RECORD EXCERPTS:

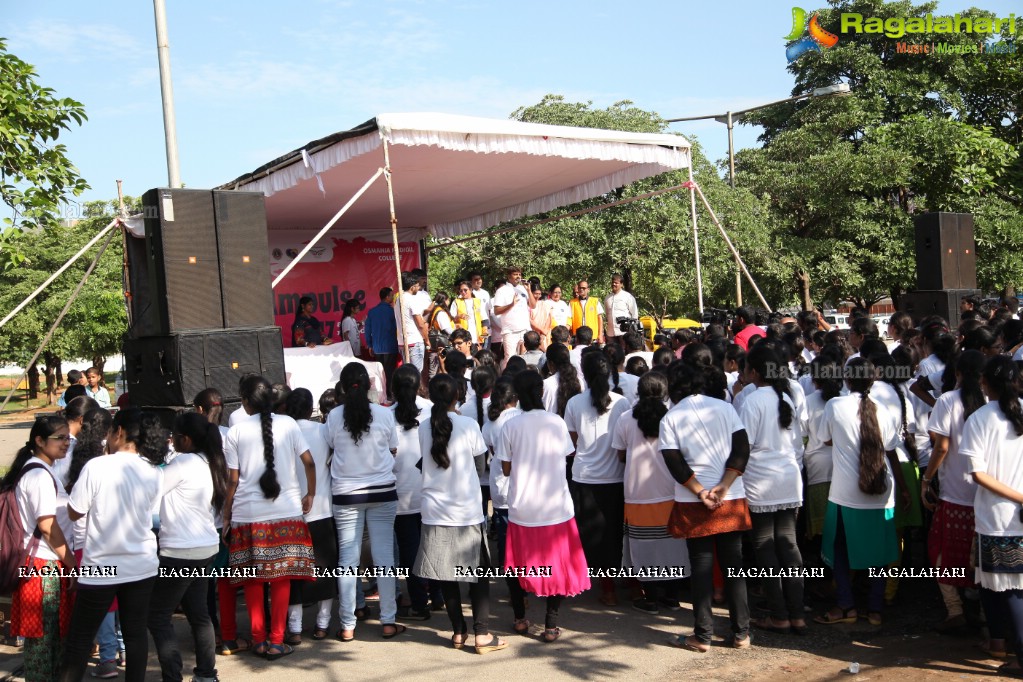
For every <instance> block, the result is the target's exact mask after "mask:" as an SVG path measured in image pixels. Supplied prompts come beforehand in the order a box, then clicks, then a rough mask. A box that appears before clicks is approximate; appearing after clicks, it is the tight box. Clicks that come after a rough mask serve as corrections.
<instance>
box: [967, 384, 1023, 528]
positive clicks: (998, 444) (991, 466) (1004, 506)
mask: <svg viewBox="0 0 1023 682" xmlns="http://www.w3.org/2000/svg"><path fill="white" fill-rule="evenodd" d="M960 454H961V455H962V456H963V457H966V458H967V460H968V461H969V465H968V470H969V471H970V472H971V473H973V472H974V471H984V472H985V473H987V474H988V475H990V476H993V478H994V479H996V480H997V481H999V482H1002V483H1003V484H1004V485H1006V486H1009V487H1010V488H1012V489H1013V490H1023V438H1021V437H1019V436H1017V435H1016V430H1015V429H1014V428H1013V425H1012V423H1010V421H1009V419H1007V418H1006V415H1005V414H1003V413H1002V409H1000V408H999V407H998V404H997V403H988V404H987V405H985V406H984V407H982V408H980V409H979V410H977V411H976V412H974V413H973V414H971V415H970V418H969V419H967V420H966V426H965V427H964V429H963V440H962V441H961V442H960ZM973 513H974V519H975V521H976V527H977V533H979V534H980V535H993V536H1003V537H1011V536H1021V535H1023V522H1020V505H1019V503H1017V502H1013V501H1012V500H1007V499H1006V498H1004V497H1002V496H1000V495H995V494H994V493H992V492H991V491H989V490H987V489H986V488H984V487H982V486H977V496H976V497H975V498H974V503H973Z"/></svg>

--

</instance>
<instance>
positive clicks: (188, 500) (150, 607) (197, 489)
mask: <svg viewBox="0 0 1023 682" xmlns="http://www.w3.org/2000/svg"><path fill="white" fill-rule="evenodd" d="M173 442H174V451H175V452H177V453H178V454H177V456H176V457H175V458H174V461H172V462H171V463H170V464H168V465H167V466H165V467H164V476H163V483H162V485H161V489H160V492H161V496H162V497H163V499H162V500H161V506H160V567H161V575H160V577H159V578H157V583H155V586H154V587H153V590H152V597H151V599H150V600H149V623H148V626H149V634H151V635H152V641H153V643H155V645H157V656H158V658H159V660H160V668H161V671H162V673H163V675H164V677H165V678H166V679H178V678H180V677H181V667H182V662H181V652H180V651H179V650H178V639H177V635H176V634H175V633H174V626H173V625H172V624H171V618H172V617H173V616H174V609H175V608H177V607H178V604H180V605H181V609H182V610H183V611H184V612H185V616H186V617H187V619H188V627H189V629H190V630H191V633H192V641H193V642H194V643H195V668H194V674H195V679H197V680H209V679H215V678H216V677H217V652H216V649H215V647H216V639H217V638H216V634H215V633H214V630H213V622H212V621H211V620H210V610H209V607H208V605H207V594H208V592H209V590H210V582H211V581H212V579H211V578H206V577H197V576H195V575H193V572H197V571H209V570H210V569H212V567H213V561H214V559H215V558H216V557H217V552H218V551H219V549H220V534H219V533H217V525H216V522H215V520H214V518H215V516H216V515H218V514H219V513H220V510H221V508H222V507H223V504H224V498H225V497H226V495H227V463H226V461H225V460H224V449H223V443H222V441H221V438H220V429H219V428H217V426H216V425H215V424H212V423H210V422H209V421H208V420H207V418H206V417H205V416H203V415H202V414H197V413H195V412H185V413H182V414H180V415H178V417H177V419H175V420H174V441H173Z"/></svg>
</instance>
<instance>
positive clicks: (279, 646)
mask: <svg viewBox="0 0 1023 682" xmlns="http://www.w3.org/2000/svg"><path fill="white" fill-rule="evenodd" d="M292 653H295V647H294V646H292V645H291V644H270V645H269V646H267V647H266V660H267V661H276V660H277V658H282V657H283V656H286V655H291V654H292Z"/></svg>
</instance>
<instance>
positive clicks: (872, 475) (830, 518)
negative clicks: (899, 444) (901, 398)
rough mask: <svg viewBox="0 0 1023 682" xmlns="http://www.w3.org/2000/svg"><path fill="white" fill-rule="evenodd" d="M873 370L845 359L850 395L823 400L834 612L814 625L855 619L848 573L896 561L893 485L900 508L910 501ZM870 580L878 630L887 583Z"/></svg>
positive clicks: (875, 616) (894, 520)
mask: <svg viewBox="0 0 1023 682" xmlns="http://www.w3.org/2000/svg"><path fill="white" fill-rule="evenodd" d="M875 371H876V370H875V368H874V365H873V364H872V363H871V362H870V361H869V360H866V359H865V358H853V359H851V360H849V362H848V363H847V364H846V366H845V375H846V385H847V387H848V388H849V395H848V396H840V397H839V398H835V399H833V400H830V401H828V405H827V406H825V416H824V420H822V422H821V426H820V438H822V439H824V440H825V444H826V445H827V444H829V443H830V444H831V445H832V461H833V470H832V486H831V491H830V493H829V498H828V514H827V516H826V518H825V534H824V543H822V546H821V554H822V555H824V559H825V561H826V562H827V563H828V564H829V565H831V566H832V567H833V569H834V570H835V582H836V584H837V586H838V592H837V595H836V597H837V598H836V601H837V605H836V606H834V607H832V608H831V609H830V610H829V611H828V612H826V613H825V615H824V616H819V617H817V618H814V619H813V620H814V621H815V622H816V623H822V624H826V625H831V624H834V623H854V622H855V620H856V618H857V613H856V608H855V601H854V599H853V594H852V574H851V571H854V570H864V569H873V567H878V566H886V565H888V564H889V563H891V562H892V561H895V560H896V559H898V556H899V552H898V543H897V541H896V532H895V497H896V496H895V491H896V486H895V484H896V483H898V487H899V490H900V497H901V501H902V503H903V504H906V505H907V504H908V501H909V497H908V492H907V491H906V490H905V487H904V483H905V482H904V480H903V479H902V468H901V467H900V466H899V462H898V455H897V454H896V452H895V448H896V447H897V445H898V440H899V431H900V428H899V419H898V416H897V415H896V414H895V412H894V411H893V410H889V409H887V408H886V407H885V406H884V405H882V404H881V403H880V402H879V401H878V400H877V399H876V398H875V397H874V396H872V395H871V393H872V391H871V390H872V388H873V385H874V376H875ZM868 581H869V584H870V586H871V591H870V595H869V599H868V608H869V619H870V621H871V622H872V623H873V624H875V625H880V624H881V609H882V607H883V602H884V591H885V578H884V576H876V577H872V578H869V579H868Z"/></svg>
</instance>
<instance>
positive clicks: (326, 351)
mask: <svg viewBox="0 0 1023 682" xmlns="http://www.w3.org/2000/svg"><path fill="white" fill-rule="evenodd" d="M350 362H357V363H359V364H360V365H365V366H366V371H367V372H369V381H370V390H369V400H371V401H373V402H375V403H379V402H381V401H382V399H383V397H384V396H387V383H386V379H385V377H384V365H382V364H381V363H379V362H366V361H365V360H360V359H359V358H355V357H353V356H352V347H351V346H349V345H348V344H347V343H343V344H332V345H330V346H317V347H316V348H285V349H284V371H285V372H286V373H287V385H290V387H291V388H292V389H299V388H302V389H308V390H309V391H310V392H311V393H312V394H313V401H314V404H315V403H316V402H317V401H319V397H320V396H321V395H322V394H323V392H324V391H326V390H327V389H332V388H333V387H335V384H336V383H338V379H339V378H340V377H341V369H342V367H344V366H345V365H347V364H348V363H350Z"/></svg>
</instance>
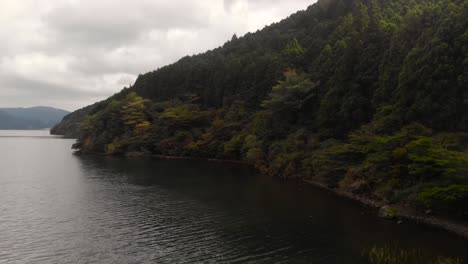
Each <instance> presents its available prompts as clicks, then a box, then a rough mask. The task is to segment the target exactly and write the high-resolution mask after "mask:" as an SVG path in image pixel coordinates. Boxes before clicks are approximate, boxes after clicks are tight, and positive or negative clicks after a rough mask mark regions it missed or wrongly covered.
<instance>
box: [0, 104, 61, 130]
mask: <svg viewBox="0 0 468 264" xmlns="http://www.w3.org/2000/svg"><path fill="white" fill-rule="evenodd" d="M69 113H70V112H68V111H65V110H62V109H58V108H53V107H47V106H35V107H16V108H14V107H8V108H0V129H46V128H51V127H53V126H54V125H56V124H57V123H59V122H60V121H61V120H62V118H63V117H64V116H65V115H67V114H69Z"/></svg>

* * *

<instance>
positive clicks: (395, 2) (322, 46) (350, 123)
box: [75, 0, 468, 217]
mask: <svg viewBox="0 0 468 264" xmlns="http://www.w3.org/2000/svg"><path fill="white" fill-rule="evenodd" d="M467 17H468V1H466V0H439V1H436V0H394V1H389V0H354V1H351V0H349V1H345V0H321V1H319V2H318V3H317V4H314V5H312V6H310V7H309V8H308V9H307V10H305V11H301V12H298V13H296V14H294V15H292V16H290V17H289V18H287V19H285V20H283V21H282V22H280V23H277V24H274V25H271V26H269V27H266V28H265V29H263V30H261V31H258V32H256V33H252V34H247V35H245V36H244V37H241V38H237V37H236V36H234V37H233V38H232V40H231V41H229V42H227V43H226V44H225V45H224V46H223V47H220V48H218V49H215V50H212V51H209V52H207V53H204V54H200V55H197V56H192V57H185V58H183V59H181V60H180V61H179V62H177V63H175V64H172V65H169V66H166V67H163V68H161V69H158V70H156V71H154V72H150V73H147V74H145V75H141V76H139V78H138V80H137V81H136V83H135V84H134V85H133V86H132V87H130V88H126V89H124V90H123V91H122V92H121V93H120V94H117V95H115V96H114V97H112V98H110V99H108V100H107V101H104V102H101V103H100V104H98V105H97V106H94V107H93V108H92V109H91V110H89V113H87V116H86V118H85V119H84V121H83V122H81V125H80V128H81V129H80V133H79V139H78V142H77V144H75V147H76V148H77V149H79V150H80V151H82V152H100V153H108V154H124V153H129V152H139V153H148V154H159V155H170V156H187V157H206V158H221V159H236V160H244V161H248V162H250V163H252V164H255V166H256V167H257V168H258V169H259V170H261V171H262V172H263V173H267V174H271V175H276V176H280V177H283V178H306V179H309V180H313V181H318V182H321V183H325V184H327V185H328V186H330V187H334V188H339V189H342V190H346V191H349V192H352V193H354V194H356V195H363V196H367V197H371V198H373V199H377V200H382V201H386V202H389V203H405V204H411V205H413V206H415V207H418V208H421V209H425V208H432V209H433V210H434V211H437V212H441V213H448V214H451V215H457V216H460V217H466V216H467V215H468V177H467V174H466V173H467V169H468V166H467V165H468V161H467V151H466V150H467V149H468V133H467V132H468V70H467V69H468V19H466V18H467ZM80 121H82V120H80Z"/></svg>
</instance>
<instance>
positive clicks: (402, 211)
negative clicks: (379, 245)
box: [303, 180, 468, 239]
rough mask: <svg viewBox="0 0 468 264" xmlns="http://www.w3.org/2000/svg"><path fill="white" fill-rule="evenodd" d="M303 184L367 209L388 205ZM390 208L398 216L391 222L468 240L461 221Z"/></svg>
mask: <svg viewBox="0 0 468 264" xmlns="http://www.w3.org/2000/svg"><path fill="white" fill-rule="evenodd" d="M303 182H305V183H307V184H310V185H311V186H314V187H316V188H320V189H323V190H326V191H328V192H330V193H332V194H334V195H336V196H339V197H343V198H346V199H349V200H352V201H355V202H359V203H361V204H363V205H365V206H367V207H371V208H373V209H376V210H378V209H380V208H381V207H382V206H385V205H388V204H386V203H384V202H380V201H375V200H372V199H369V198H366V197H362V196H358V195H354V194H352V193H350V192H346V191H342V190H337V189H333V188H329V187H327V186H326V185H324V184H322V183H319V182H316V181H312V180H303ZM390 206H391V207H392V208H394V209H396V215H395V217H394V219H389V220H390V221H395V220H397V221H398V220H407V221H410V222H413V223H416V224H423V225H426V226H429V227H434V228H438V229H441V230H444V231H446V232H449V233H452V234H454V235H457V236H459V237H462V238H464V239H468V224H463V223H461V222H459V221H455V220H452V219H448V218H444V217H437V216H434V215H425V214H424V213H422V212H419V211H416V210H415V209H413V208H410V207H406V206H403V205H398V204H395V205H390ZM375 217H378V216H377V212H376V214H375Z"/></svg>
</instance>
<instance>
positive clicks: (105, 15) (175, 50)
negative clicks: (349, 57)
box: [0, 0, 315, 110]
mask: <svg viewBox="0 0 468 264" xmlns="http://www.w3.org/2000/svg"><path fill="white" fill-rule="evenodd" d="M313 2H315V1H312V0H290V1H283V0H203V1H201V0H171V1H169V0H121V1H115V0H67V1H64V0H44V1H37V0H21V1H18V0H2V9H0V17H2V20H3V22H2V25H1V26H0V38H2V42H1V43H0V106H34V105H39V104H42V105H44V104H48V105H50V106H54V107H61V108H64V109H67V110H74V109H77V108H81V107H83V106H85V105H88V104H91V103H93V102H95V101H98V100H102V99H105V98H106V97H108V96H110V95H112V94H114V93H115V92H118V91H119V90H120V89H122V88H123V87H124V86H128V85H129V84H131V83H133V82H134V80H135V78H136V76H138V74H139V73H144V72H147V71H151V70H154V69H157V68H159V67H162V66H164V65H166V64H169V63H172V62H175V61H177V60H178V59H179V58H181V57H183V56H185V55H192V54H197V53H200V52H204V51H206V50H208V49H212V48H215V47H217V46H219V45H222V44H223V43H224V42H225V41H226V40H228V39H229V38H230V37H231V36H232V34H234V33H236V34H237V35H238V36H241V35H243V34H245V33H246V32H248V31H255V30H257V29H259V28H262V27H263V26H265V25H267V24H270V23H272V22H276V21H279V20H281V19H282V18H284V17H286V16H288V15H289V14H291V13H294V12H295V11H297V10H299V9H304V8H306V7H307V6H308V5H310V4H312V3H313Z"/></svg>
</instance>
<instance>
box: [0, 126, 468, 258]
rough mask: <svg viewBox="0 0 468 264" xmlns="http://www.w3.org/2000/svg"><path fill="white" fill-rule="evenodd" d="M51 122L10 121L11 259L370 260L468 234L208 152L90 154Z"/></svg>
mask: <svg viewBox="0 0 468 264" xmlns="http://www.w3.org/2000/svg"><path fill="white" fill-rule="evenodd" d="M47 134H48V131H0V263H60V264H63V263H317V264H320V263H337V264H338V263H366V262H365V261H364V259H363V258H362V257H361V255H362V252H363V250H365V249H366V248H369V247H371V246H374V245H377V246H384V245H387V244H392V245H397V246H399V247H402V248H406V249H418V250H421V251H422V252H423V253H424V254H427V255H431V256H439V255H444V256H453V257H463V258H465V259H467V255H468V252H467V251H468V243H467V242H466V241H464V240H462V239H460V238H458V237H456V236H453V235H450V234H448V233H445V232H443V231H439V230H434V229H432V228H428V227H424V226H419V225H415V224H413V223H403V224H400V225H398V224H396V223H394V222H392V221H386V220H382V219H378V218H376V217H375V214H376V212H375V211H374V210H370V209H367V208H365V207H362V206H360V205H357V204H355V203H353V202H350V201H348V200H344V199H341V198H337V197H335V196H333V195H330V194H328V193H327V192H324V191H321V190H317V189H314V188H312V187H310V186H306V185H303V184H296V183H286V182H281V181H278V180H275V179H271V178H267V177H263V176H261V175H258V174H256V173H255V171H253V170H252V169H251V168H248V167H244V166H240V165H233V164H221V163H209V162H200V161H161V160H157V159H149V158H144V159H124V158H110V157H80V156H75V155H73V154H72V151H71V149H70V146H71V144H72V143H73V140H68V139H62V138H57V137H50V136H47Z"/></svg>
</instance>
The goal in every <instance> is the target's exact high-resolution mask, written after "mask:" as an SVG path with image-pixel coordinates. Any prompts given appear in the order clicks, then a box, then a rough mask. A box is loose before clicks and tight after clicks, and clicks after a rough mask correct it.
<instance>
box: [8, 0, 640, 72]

EXERCISE: Can you return, character for character, the stretch of rows from the line containing "For every <instance>" through the line containing "positive clicks: (998, 444)"?

OUTPUT BELOW:
For every <instance> block, the result is the target's exact mask after "mask:" as an SVG path measured in image pixels. Supplied prompts come beforehand in the order a box, then clicks, then a rough mask. A box that appears before clicks is approximate; appearing after clicks, it is the tight box. Clicks that come after a rough mask serve as corrections.
<instance>
box: [967, 384, 1023, 528]
positive clicks: (998, 444) (991, 466) (1004, 506)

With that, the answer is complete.